About this task —
An unchanged copy of all the lines below is expected, and it should contain no pictures.

(Dataset records)

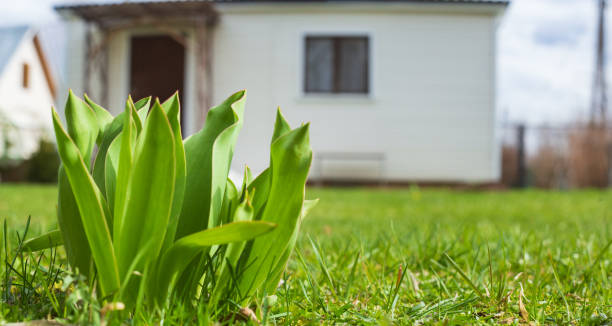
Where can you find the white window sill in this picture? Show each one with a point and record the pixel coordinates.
(336, 98)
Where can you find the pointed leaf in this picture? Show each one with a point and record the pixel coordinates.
(92, 208)
(150, 190)
(291, 157)
(185, 249)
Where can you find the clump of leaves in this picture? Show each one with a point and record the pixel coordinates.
(155, 218)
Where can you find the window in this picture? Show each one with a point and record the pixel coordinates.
(25, 78)
(336, 64)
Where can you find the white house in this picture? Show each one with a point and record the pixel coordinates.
(27, 92)
(399, 90)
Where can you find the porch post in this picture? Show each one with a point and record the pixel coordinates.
(203, 71)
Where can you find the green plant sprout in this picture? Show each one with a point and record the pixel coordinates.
(155, 218)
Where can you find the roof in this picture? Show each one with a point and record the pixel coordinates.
(89, 4)
(116, 13)
(10, 38)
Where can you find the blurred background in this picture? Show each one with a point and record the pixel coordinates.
(483, 93)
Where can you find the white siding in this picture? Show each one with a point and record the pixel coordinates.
(431, 104)
(29, 109)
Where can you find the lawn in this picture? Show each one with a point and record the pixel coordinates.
(424, 256)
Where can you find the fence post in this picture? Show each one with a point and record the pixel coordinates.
(521, 165)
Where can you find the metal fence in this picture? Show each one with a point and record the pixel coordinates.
(573, 156)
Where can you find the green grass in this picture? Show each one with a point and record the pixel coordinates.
(405, 256)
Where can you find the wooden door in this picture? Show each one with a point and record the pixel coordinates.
(157, 67)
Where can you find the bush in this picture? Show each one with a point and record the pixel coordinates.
(588, 157)
(509, 177)
(548, 167)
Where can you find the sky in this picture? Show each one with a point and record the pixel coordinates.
(545, 55)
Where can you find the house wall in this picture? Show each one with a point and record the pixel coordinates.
(431, 106)
(28, 109)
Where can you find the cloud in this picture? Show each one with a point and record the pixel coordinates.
(545, 60)
(545, 54)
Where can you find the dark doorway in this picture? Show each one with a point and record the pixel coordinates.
(157, 67)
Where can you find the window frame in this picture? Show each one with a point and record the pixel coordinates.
(336, 39)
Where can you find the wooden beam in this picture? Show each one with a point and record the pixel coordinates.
(203, 72)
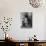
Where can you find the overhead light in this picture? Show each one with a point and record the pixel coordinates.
(35, 3)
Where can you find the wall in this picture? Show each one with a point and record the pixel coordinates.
(13, 8)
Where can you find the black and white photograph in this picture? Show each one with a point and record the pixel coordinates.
(26, 18)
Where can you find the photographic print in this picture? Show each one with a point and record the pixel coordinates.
(26, 18)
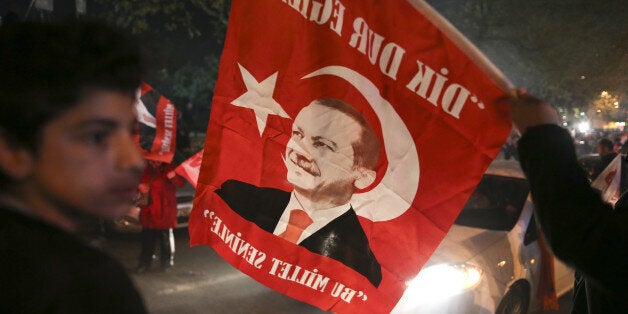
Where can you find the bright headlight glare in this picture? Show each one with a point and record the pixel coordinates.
(443, 280)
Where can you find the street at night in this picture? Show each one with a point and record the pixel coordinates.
(202, 282)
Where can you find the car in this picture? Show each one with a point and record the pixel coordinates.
(129, 223)
(490, 260)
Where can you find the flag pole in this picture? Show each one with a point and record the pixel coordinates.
(464, 44)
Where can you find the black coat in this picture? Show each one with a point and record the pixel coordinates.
(46, 270)
(581, 229)
(342, 239)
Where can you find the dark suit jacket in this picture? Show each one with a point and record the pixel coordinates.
(342, 239)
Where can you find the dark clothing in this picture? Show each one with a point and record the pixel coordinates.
(164, 239)
(46, 270)
(581, 229)
(601, 164)
(342, 239)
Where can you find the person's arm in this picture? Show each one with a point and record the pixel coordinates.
(581, 229)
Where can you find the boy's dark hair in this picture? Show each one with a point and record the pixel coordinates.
(46, 67)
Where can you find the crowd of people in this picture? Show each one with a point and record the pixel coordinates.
(67, 153)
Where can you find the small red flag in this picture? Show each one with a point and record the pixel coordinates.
(157, 127)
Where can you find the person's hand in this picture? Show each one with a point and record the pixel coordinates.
(528, 111)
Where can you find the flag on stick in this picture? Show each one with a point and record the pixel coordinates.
(375, 118)
(157, 127)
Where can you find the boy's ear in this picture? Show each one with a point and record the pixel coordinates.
(15, 162)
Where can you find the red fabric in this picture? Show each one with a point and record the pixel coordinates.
(443, 99)
(161, 213)
(299, 220)
(190, 168)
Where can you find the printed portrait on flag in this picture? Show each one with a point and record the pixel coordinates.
(344, 139)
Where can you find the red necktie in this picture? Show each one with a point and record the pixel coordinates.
(299, 220)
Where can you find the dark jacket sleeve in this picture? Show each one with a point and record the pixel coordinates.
(582, 230)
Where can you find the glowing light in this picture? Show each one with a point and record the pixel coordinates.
(584, 127)
(442, 281)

(End Dataset records)

Result of the exercise —
Where can you find the white window sill in this picture? Show each one with a point and record the pixel coordinates.
(336, 98)
Where can you find the pointed leaf in this picture? Show each one with a point and record the pixel coordinates.
(92, 208)
(150, 190)
(291, 157)
(185, 249)
Where can you find the clump of leaves in this picture? Show each one with a point and record the pixel coordinates.
(155, 218)
Where can you find the window in this picture? Show each one with a point and record the pixel coordinates.
(25, 78)
(336, 64)
Where can you find the white house in this picture? Show each one with a point and record the pixel coordinates.
(27, 92)
(399, 90)
Where can you find the porch post in this picture? Show each one with a point and record the pixel coordinates.
(203, 71)
Where can you find the green plant sprout in this picture? Show each one with a point and record the pixel coordinates.
(155, 218)
Where can you find the roof in this picture? Show each one with a point and record the pixel coordinates.
(89, 4)
(116, 13)
(10, 38)
Where can you find the blurred background in this picture? Show each one with a point and record the pixel coordinates.
(483, 93)
Where can you find the white siding in this picture? Show each one with a point and record the pixel coordinates.
(431, 104)
(29, 109)
Where can you find the lawn in this picture? Show each one with a point and record the pixel coordinates.
(424, 256)
Where can you find the fence post in this picture? Show each one with a point and record the pixel coordinates.
(521, 165)
Where can you find the metal fence in this picture? Show each one with a point and record the pixel coordinates.
(573, 156)
Where can you find the green grass in this picture? Show each one with a point and record the pixel coordinates.
(405, 256)
Where can you find the wooden door in this picture? Show each one with a point and record the pixel coordinates.
(157, 67)
Where can you find the bush in this picture? Show each one with a point and record the pixel coordinates.
(588, 157)
(509, 177)
(548, 167)
Where can you find the sky in this picture? Show each one with a point and record the pixel coordinates.
(545, 55)
Where can you find the house wall in this picture? Show each one with a point and record the pixel coordinates.
(431, 106)
(28, 109)
Where can you find the cloud in this picture? Show each one with a point and record the pixel coordinates.
(545, 60)
(545, 54)
Where can you find the dark doorway in this picture? Show each one with a point and record the pixel coordinates.
(157, 67)
Where can you find the window frame in this picture? Show each one with a point and record the pixel coordinates.
(336, 39)
Where can you find the wooden beam in this picture? Show each one with a point and record the pixel coordinates.
(203, 72)
Where can you find the overhead light in this picture? Show each one with a point and record the pixel coordinates.
(35, 3)
Where can you find the wall in this picture? Show each one with a point and record the pixel coordinates.
(13, 8)
Where can you find the black and white photograph in this picture? Show each one with a point and record the pixel coordinates.
(26, 18)
Where can you find the photographic print in this picture? Show each one with a point and record the pixel coordinates.
(26, 18)
Where can you find the bright headlight glare in this picture? Show each one with a point and record the pixel coordinates.
(443, 280)
Where can you find the street at night in this picture? Show each one with a point and record the pixel coordinates.
(202, 282)
Where can you find the car in this picture? Show each one with a point and record the pixel coordinates.
(129, 223)
(490, 260)
Where can you find the flag pole in this picture? Show each one with a point and record the pixel coordinates.
(464, 44)
Where can you find the black coat in this picture? Show each one with a point and record the pixel coordinates.
(46, 270)
(581, 229)
(342, 239)
Where can you find the dark suit jacket in this picture? Show each one with a point and record the pixel coordinates.
(342, 239)
Where can you find the dark clothing in this picture? Show each one with a point and record the pixel coordinates.
(164, 239)
(46, 270)
(581, 229)
(601, 164)
(342, 239)
Where can you find the person's arm in this picture? Show each one with a point and record the pixel coordinates.
(581, 229)
Where can you find the boy's dark hair in this picture? Show each one with a point and record the pixel coordinates.
(46, 67)
Where can you find the crowd of people in this picture? Show each one with a point and record the pixel coordinates.
(67, 153)
Where can you find the small red flag in this picture? Show each one with a point and record the pixel coordinates.
(157, 127)
Where can you find the person's hand in this picture? Show each one with a point and record the pixel coordinates.
(528, 111)
Where can you find the flag on stick in this picture? Show each one with a point and record the pixel coordinates.
(375, 118)
(157, 127)
Where can you find the boy's ear in this picture? Show each one with a point and record the pixel coordinates.
(15, 162)
Where can you find the red fabric in this picture? Show each one with a point and record the pixel coordinates.
(443, 99)
(161, 213)
(299, 220)
(190, 168)
Where can you find the printed portrait on flag in this picture? Show each one with a point and record the pixel coordinates.
(344, 139)
Where can you find the red necktie in this picture? Show each one with a point and record the pixel coordinates.
(299, 220)
Where can you find the dark jacket sleeve in this picture? Show each one with a point and record the pixel coordinates.
(582, 230)
Where can you find the glowing light in this picture? Show each one with a point and record the pixel coordinates.
(584, 127)
(442, 281)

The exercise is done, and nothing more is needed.